═══ PASSAGE ═══

Subsidiarity is a word and concept I did not know existed until recently. One of the first places the word first appeared for me was in a list of 10 Principles of Catholic Social Teaching. I am fairly certain this is not an official list, but it appears to be a summary of Catholic social teaching. I found the list interesting and well thought out. The list got me thinking. I am not certain of all the implications of the list, but I like it.
The list starts with a foundational principle that every person has dignity and is invaluable, because they have been created in the image of God and redeemed by Jesus Christ. So we must consider the common good, so that all may prosper. We are all part of the human family and all in this together (solidarity). We need to take care of the needy and the poor. We also need to take care of the earth. The government has a role to play to promote human dignity, protect human rights, and develop the common good. This should be done at the most immediate, or the lowest local level possible (subsidiarity). We all are entitled to participate in all aspects of the community. No one should be excluded. We all have human rights and responsibilities that need to be protected. We all have a right to fair wages, good working conditions and dignified work. The goal, the end result, of all of this should be a wholesome peace between us and God, and us and others.

═══ DATASET EXCERPTS ═══

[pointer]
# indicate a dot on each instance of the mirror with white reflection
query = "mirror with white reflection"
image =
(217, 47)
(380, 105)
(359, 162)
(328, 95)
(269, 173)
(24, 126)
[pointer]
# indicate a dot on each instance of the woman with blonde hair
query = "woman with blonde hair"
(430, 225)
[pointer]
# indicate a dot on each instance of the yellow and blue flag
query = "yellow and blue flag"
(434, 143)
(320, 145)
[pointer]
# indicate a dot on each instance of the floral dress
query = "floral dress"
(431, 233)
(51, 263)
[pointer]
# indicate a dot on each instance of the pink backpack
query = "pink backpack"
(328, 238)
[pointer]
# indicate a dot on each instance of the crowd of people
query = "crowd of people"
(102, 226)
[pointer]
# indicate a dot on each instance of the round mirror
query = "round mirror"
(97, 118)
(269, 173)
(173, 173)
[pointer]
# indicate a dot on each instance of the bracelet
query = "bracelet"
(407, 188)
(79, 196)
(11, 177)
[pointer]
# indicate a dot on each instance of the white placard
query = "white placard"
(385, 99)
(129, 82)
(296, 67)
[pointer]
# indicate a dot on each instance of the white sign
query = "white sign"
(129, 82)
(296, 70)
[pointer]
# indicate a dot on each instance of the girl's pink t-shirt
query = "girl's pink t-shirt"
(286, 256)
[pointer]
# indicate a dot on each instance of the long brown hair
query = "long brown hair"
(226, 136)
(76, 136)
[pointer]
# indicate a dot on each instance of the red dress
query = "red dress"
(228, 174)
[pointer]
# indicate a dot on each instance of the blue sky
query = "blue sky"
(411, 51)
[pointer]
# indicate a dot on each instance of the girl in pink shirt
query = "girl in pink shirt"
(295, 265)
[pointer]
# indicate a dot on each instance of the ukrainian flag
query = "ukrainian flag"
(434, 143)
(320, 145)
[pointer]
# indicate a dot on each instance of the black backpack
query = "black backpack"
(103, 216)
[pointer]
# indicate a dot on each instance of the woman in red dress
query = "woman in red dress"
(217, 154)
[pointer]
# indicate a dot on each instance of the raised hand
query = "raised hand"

═══

→ TASK STATEMENT
Please continue the passage above on subsidiarity and Catholic social teaching, starting right after its final sentence.

→ RESPONSE BELOW
It is hard for me to argue with the list, except possibly with subsidiarity and that may be me just having a hard time getting my head around how that works in real life. So I am going to explore more of this concept of subsidiarity.
Subsidiarity has been described by Pope Pius XI with “Just as it is gravely wrong to take from individuals what they can accomplish by their own initiative and industry and give it to the community, so also it is an injustice and at the same time a grave evil and disturbance of right order to assign to a greater and higher association what lesser and subordinate organizations can do. For every social activity ought of its very nature to furnish help to the members of the body social, and never destroy and absorb them.”
Pope John Paul II with regards to the principle of subsidiarity says “A community of a higher order should not interfere in the internal life of a community of a lower order, depriving the latter of its functions, but rather should support it in case of need and help to coordinate its activity with the activities of the rest of society, always with a view to the common good.”
With these two descriptions, I take this to mean that the top down approach to society’s organizations, institutions, and governments is considered to be wrong. I would say communism breaks the principle by setting up community life from the highest level, and I would say laissez-faire capitalism also breaks the principle by not actively supporting the lower community for the good of all. Subsidiarity seems to plot a course between individualism and collectivism.
Also I see this principle as a bottom up approach to social work. We need to involve those who are being affected by the ministry. They need to have ownership as much as they are able. It should not be a top-down-one-size-fits-all program.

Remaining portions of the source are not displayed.